BEGIN
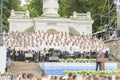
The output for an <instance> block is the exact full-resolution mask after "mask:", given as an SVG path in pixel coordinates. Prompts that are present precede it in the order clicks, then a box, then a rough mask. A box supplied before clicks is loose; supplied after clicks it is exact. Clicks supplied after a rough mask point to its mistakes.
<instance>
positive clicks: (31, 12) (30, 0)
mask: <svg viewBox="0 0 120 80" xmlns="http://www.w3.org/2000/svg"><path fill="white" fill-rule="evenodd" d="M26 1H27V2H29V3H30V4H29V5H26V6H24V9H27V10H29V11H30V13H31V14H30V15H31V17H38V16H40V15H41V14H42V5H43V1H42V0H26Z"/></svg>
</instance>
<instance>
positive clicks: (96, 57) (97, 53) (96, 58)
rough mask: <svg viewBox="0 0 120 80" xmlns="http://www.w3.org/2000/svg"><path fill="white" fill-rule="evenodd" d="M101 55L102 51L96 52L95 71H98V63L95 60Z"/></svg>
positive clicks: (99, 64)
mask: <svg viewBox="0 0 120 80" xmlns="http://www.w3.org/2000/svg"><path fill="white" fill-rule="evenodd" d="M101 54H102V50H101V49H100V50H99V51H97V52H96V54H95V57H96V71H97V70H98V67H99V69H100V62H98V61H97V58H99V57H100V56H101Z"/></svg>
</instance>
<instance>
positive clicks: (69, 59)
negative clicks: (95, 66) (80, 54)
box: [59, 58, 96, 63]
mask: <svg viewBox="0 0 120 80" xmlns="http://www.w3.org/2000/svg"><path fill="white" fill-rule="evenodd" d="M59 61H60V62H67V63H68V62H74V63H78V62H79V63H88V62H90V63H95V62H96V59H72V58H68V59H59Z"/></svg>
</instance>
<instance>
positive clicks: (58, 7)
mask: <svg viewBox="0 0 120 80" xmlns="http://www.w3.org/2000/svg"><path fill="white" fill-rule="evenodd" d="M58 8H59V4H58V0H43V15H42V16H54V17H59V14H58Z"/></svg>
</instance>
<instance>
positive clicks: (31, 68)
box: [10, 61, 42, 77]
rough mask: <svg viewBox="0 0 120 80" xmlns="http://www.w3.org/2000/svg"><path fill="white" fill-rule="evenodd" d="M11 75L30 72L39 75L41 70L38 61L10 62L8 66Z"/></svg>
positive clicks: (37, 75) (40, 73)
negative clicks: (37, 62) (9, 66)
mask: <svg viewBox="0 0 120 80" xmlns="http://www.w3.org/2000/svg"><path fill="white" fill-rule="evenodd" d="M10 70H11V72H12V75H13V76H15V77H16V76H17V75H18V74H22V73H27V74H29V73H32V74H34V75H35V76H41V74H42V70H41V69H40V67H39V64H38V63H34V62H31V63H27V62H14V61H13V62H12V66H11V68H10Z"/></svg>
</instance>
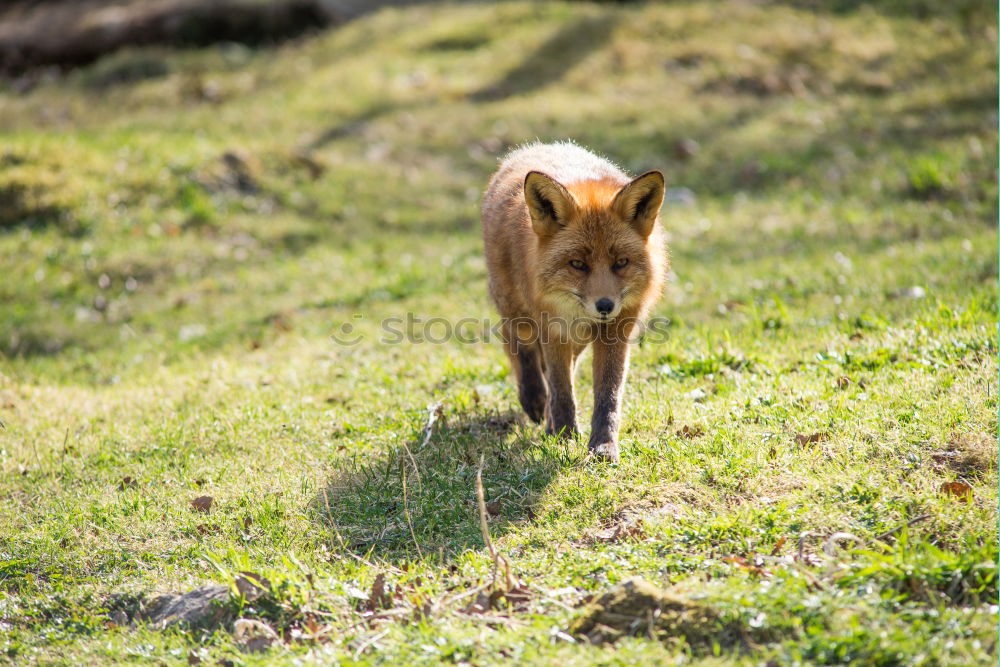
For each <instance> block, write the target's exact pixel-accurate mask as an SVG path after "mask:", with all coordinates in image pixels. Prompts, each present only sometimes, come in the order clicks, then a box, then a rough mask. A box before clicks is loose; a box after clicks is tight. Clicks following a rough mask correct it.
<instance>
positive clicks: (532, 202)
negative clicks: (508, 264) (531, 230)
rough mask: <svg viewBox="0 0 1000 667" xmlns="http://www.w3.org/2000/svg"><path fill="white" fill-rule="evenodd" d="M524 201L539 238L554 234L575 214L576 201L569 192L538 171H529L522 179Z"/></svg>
END
Could you report how many lines of the entries include the word "loose"? Only the number is needed.

TASK SOLUTION: 2